* Task directions
Copy the lines below exactly, starting at the line that contains "One point per instance, written like point(355, 132)" and stopping after the last line, and include no other lines.

* Data records

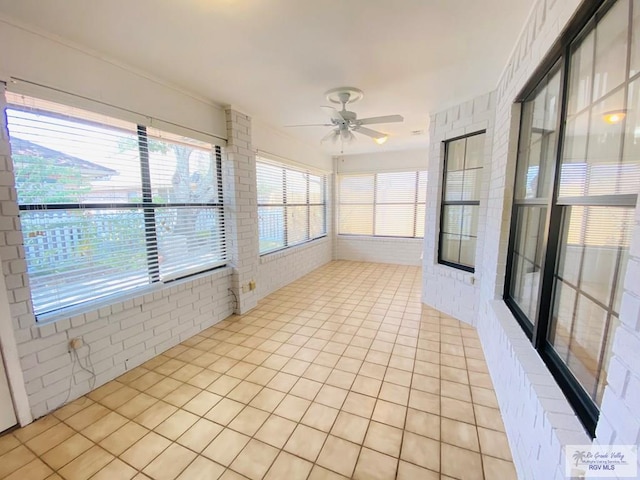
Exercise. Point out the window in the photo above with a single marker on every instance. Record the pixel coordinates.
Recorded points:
(107, 206)
(383, 204)
(291, 206)
(576, 190)
(463, 159)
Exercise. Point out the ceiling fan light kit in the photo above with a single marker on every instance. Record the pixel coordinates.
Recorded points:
(345, 122)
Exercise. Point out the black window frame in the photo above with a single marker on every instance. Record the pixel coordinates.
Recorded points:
(587, 16)
(444, 202)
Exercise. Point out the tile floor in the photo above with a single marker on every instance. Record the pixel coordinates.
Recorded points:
(342, 374)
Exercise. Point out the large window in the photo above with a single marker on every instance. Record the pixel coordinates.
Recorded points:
(383, 204)
(576, 189)
(107, 206)
(463, 159)
(291, 206)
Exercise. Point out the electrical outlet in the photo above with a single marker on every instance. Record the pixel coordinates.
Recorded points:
(75, 343)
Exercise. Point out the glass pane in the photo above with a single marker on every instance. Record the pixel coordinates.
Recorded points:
(189, 239)
(468, 251)
(270, 184)
(580, 73)
(356, 189)
(525, 282)
(395, 220)
(271, 228)
(295, 187)
(455, 155)
(475, 151)
(397, 187)
(450, 248)
(75, 256)
(454, 186)
(611, 50)
(356, 220)
(297, 225)
(71, 159)
(317, 223)
(181, 172)
(452, 218)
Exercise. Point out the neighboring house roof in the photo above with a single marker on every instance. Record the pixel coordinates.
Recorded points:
(86, 168)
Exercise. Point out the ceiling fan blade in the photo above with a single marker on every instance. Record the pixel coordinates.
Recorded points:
(383, 119)
(312, 125)
(369, 133)
(333, 134)
(334, 115)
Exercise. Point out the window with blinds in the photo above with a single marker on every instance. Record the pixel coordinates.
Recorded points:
(291, 206)
(107, 206)
(386, 204)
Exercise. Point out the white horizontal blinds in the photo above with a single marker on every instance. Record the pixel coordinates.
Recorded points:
(291, 205)
(86, 197)
(187, 193)
(390, 204)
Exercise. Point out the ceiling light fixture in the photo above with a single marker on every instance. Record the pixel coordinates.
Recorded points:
(614, 116)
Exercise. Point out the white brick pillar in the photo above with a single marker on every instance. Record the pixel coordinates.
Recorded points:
(241, 209)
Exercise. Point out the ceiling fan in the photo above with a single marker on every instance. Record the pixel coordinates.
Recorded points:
(344, 122)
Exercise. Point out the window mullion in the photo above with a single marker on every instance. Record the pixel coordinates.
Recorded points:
(150, 234)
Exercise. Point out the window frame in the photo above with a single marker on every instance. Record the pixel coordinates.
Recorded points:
(285, 205)
(537, 330)
(444, 203)
(146, 205)
(374, 203)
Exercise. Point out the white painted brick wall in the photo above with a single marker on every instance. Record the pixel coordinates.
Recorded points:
(538, 419)
(401, 251)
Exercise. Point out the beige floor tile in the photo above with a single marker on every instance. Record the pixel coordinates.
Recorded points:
(305, 442)
(200, 435)
(136, 405)
(170, 463)
(373, 465)
(141, 453)
(457, 410)
(224, 411)
(497, 468)
(226, 446)
(66, 451)
(47, 439)
(320, 473)
(423, 423)
(123, 438)
(409, 471)
(384, 439)
(176, 424)
(87, 464)
(202, 403)
(249, 420)
(460, 434)
(202, 469)
(421, 451)
(339, 455)
(254, 461)
(462, 464)
(104, 427)
(320, 417)
(292, 407)
(350, 427)
(389, 413)
(117, 469)
(276, 431)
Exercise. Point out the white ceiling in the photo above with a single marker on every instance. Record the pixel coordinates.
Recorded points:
(274, 59)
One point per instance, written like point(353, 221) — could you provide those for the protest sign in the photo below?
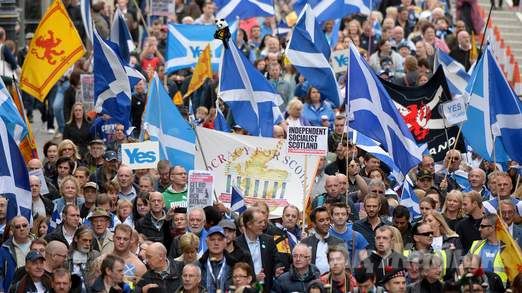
point(39, 173)
point(307, 140)
point(340, 60)
point(141, 155)
point(200, 189)
point(260, 167)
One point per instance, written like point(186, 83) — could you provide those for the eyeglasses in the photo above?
point(300, 256)
point(20, 226)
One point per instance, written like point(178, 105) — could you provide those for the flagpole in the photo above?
point(203, 156)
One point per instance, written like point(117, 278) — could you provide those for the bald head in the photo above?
point(34, 164)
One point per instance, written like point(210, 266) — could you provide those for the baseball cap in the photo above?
point(98, 213)
point(110, 155)
point(424, 174)
point(34, 255)
point(216, 229)
point(227, 224)
point(91, 185)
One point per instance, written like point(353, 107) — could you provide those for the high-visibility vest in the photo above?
point(498, 264)
point(441, 253)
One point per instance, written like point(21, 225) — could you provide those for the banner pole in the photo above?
point(203, 156)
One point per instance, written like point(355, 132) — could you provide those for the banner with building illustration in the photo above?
point(258, 165)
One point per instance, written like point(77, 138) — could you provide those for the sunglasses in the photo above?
point(20, 226)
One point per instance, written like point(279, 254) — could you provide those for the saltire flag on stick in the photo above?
point(202, 71)
point(56, 46)
point(375, 115)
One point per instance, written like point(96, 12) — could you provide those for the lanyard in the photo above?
point(211, 271)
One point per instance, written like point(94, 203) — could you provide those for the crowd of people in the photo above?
point(99, 226)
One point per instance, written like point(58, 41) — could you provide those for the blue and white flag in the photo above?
point(455, 73)
point(409, 199)
point(231, 9)
point(370, 146)
point(113, 81)
point(164, 123)
point(220, 123)
point(11, 117)
point(237, 200)
point(120, 35)
point(308, 50)
point(331, 9)
point(249, 96)
point(14, 178)
point(185, 42)
point(85, 9)
point(375, 115)
point(494, 125)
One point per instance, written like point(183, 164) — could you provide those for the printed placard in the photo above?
point(140, 155)
point(308, 140)
point(200, 189)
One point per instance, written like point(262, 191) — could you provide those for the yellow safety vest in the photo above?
point(498, 264)
point(442, 254)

* Output below
One point per instance, written like point(355, 132) — could you provide those for the banner with building illustration in the photo above?
point(258, 165)
One point per instance, written like point(77, 138) — could you provide those for the sunglasses in the photo above?
point(20, 226)
One point per instance, written like point(279, 254) — could you provide those for the saltire flag on stick in the photo above?
point(202, 71)
point(56, 46)
point(375, 115)
One point per instance, written like point(96, 12) — could you provide those for the lanyard in the photo above?
point(211, 271)
One point per instance, written like point(94, 203) — could you provide those for the crowd of people in the photo above?
point(99, 226)
One point per instance, written like point(58, 41) — could you provide those for the blue and white flag in the photo above?
point(455, 73)
point(409, 199)
point(231, 9)
point(370, 146)
point(113, 81)
point(164, 123)
point(220, 123)
point(11, 117)
point(237, 200)
point(120, 35)
point(308, 50)
point(331, 9)
point(249, 96)
point(14, 178)
point(185, 42)
point(85, 9)
point(375, 115)
point(494, 125)
One point per instance, written like point(183, 164) — could you provide those for the printed placard in the photo above?
point(140, 155)
point(308, 140)
point(200, 189)
One point per instance, written like point(262, 191) — could you provide those for the yellow safety vest in the photo above?
point(498, 264)
point(442, 254)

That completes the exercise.